* _Source passage_:
◇ ◇ ◇ ◇ ◇
4. The prior 3 are predicated on an important detail: Kabul would be abandoned instead, Bagram would be held as the final evac. The number of troops in the country couldn't be increased, in those scenarios they concentrate defence of one airport with what resources they could use. The third hypothetical is splitting the troops between the two. It's literally the worst parts of all the other outcomes. Neither would have the holding strength because it's split so both would have to fall faster, neither has the evac capacity since it's being split so both have to leave more behind, allies at both would be less supported so allied military casualties would be higher and Afghan fall would be faster. The leading advantage is that it sounds morally good on paper if you pretend the problems are someone else's problems to deal with.
Now the elephant in the room:
Anyone trying to get out on a US flight would have to do so by trying to get into whichever was still active. Options 1-3 means the civilians would have to leave Kabul, travel to the base, get in, and hope the US would help them. Given the place got looted we can question how well it would hold against an attack, but remember that keeping out insurgents means keeping out civilians. Replay the scenes at Kabul airport, only at Bagram. Option 4 does split the group trying to get out, but also splits the resources, and I have zero doubts Kabul airport would have been far, far worse than what we saw.
Ah, but it gets worse... where are the NATO forces in this analysis? In reality they're at Kabul in a concentrated withdrawal. In these 4 scenarios do they stay there? If they stay there they're either on their own or with weakened support. Which is to say, that would have called for the remaining British forces to hold the airport or move to the US base.
In reality we know the plan deviated and additional troops were sent in to maintain the held ground. In all scenarios that means increasing deployment at the base in the soon to be Taliban controlled area with brass gambling that it wasn't met with an attack on the non-civilian target. In scenario 4 the extra troops are split so either deploy more or fail to maintain control, both multiply risk.
◇ ◇ ◇ ◇ ◇
* _Data provided_:
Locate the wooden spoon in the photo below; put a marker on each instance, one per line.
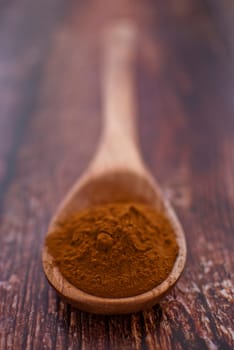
(116, 174)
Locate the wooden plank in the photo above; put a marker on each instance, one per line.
(50, 125)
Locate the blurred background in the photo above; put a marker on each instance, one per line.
(50, 122)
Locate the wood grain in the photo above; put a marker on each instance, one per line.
(50, 118)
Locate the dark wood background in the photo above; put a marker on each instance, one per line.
(50, 120)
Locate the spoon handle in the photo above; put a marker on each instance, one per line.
(119, 138)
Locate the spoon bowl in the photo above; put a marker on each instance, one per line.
(116, 174)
◇ ◇ ◇ ◇ ◇
* _What this exercise asks_:
(a) Print the stretch of the passage on the Kabul and Bagram withdrawal options from "4. The prior" through "to deal with.".
(b) Carry on the passage on the Kabul and Bagram withdrawal options from the point where it stops.

* _Answers by task_:
(a)
4. The prior 3 are predicated on an important detail: Kabul would be abandoned instead, Bagram would be held as the final evac. The number of troops in the country couldn't be increased, in those scenarios they concentrate defence of one airport with what resources they could use. The third hypothetical is splitting the troops between the two. It's literally the worst parts of all the other outcomes. Neither would have the holding strength because it's split so both would have to fall faster, neither has the evac capacity since it's being split so both have to leave more behind, allies at both would be less supported so allied military casualties would be higher and Afghan fall would be faster. The leading advantage is that it sounds morally good on paper if you pretend the problems are someone else's problems to deal with.

(b)
The only redeeming factor in any of this is that it isn't the worst case option. That would be Biden ripping up the agreement, setting up another decade of chaos and military action in the area, antagonising Pakistan, Russia and China in the process. Roll the dice to see if we actually get a third Gulf War proper.
If you can see a way to make any of this result in less overall casualties than we got, please tell me cause all I see is dozens of timelines that are nothing but misery.
Nobody is going to admit it, but by leaving Bagram the way they did they basically guaranteed 3 things: nobody would die there before their last boot left the base, nothing would be given to the enemy unless they left it behind, and no additional blame would be laid on any ally for anything that could have happened otherwise. To paraphrase for the realist: There are no good futures here, just degrees of atrocity.
And for a third, separate, comment in a row... I apologise to everyone who isn't interested in this for dragging the comments down into this mess of mud and blood. The never ending parade of journalists, politicians and shameless filling the media with articles and bikeshedding about who to blame is getting to me a bit. Did the past 20 years magically disappear from whatever brain cells they have able to form guilt?